We continued to evaluate the transmissibility of four selected recombinant seasonal H1N1 viruses (RG-Brisbane^HA,NA-H275Y, RG-NewCal^HA,NA, RG-NewCal^HA,NA-H275Y, and RG-NewCal^HA × Brisbane^NA-H275Y) in the ferret model. At the inoculation dose of 10⁴ PFU, peak titers were detected at 2 days postinoculation from donor ferrets inoculated with RG-Brisbane^HA,NA-H275Y, RG-NewCal^HA,NA, RG-NewCal^HA,NA-H275Y, or RG-NewCal^HA × Brisbane^NA-H275Y, with titers ranging from 6.4 to 8.3 log₁₀TCID₅₀/ml (Fig. 6). Transmission of all four viruses to naïve ferrets cohoused with donor ferrets was detected at 4 days postinoculation, with peak titers ranging from 5.7 to 7.3 log₁₀TCID₅₀/ml (Fig. 6). At 4 days postinoculation, transmission of RG-NewCal^HA,NA and RG-NewCal^HA × Brisbane^NA-H275Y to 2/2 naïve respiratory droplet contacts was detected, whereas for RG-NewCal^HA,NA-H275Y and RG-Brisbane^HA,NA-H275Y, only 1/2 and 0/2 naïve contacts became infected, respectively. Transmission of RG-NewCal^HA,NA-H275Y and RG-Brisbane^HA,NA-H275Y was then detected from all naïve respiratory droplet contacts at 6 days postinoculation (Fig. 6). By comparing the RG-NewCal^HA,NA and RG-NewCal^HA,NA-H275Y viruses, we observed that the H275Y NA mutation slightly decreased the respiratory droplet transmissibility but not the direct contact transmissibility; however, statistical analysis could not be performed due to the small sample size. The transmissibilities of the RG-NewCal^HA,NA and RG-NewCal^HA × Brisbane^NA-H275Y viruses were more comparable. Overall, we observed at the inoculation dose of 10⁴ PFU/ferret, all seasonal H1N1 viruses carrying the H275Y NA mutation could transmit to ferrets under cohoused or respiratory droplet contact settings.

Fig 6 — Transmission of RG-NewCal^HA,NA, RG-NewCal^HA,NA-H275Y, RG-NewCal^HA × Brisbane^NA-H275Y, and RG-Brisbane^HA,NA-H275Y viruses in ferrets. The direct contact and respiratory droplet contact transmissibilities of RG-NewCal^HA,NA (A), RG-NewCal^HA,NA-H275Y (B), RG-NewCal^HA × Brisbane^NA-H275Y (C), and RG-Brisbane^HA,NA-H275Y (D) viruses are shown. Viral titers (in log₁₀ TCID₅₀/ml) were obtained from the nasal washes of individual donor ferrets (yellow), direct contacts (green), and respiratory droplet contacts (blue). The detection limit was 10^2.2 TCID₅₀/ml.

■ Problem statement ■
Quote the ferret transmission passage word for word, from "Fig 6 — Transmission" to "was 10^2.2 TCID₅₀/ml.".

[Region descriptions in natural language]
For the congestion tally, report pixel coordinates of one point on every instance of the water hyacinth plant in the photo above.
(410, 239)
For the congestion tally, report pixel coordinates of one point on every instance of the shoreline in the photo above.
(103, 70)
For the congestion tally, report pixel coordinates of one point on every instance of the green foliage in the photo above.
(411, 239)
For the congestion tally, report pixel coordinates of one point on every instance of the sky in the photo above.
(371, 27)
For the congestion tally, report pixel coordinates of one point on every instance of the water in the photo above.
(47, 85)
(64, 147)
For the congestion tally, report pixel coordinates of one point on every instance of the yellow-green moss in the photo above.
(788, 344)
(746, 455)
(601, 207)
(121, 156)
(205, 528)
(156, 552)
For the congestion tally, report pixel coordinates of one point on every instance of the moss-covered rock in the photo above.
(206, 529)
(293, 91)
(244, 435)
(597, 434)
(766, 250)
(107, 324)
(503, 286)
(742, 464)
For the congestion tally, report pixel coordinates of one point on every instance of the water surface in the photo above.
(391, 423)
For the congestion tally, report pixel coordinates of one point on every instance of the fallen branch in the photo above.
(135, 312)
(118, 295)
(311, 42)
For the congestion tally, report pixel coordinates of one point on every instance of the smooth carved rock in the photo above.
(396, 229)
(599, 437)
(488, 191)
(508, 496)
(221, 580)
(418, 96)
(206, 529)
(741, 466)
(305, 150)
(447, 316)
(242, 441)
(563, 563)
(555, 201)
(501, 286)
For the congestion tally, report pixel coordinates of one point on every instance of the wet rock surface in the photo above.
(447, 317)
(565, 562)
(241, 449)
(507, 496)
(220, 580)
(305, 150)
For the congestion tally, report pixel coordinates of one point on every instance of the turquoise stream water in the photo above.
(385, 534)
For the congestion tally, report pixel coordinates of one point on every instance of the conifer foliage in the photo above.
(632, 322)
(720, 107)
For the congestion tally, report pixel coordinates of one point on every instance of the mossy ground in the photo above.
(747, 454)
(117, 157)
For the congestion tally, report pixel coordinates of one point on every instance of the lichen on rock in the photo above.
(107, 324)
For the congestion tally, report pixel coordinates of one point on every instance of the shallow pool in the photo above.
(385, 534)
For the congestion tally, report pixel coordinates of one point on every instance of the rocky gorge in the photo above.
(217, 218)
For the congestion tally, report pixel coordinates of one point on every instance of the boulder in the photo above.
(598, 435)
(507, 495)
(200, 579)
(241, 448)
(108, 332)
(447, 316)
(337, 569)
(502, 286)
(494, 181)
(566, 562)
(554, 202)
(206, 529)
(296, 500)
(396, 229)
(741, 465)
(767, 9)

■ Exercise response ■
Fig 6 — Transmission of RG-NewCal^HA,NA, RG-NewCal^HA,NA-H275Y, RG-NewCal^HA × Brisbane^NA-H275Y, and RG-Brisbane^HA,NA-H275Y viruses in ferrets. The direct contact and respiratory droplet contact transmissibilities of RG-NewCal^HA,NA (A), RG-NewCal^HA,NA-H275Y (B), RG-NewCal^HA × Brisbane^NA-H275Y (C), and RG-Brisbane^HA,NA-H275Y (D) viruses are shown. Viral titers (in log₁₀ TCID₅₀/ml) were obtained from the nasal washes of individual donor ferrets (yellow), direct contacts (green), and respiratory droplet contacts (blue). The detection limit was 10^2.2 TCID₅₀/ml.